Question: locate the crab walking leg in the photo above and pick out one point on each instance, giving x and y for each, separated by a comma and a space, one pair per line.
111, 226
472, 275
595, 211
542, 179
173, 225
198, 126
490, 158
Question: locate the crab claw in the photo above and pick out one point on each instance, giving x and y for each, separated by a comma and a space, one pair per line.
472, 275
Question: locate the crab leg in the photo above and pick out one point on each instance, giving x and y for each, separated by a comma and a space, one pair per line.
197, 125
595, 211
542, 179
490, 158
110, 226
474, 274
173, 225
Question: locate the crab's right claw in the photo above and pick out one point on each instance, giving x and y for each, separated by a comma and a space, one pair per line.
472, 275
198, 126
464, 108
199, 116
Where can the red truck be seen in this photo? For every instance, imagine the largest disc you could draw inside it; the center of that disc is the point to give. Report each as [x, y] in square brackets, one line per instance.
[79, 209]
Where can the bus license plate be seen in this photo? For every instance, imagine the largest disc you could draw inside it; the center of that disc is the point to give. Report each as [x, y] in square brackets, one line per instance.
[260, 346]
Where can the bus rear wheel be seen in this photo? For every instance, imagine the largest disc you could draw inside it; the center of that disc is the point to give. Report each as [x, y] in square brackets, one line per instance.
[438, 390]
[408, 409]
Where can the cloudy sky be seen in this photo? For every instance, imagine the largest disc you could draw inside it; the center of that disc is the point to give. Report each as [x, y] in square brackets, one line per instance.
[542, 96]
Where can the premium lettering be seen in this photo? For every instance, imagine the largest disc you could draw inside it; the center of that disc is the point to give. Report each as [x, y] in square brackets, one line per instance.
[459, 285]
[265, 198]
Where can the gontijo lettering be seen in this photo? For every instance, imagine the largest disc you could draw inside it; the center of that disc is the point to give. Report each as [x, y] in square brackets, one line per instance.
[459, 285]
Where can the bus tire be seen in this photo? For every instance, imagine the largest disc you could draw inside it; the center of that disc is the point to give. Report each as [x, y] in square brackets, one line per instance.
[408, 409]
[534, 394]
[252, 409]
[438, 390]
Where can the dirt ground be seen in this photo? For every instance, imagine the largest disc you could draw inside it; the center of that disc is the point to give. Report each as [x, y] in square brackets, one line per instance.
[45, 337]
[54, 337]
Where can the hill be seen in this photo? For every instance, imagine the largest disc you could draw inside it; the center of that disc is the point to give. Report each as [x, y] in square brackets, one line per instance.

**Prompt:**
Would you transcribe all of the data, keeping each line exact?

**Answer section:**
Question: locate the crab walking leg in the photo above and pick out one point on each instance, giving x and y for each, separated by a comma and a space, one pair per line.
111, 226
472, 275
595, 211
542, 179
173, 225
198, 126
490, 158
Question: locate the crab claw in the photo above and pick out one point on each instance, giving x and y for each, separated by a comma and a space, one pair per line.
472, 275
Question: locate the crab leg in the photo above and pick out one point on each instance, giving x and y for each, separated by a comma and a space, one pair per line.
197, 125
595, 211
542, 179
490, 158
110, 226
474, 274
173, 225
Question: locate the crab's right claw in the photo above and pick out one point on each instance, giving x and y for each, separated by a comma and a space, one pair per line.
472, 275
198, 126
464, 108
199, 116
Where can the red truck be seen in this photo? For every instance, imagine the largest disc you could draw inside it; the center of that disc is the point to give. Report each as [x, y] in square brackets, one line per instance.
[79, 209]
Where can the bus license plate be seen in this photo? For every instance, imagine the largest disc you could draw inside it; the center of that disc is the point to give. Report each as [x, y] in square brackets, one line per instance.
[260, 346]
Where can the bus rear wheel be seen in this photo? For every instance, imagine the largest disc you could draw inside it; the center of that disc is the point to give. Report each as [x, y] in square brackets, one line per instance.
[438, 390]
[408, 409]
Where can the cloudy sky be seen in this photo? For every instance, imagine the largest disc you could draw inside it; the center of that disc is the point to give. Report each as [x, y] in square brackets, one line per instance.
[542, 96]
Where can the premium lettering be seen in this photo? For every instance, imagine the largest disc you could draw inside it; the center of that disc is the point to give. Report each as [x, y] in square brackets, one line per instance.
[459, 285]
[265, 198]
Where can the gontijo lettering be seen in this photo? For every instance, imagine the largest disc you could draw inside it; the center of that disc is the point to give. Report each as [x, y] in square brackets, one line per instance.
[459, 285]
Where can the bus tire be seen in this photo? For every instance, imagine the largest disc you could draw inside it; the center of that disc is the point to give. Report each as [x, y] in square brackets, one line per instance.
[408, 409]
[534, 394]
[252, 409]
[438, 390]
Where can the dirt ground be seen in this photo? For every instance, imagine the largest disc you could draw inside it; the center of that disc is the point to give. Report each as [x, y] in square brackets, one line per instance.
[45, 337]
[54, 337]
Where can the hill be seen in this photo? For every instance, imagine the largest disc you could draw inside it; the center of that disc is the point to give. Report each as [x, y] in square brackets, one line per instance.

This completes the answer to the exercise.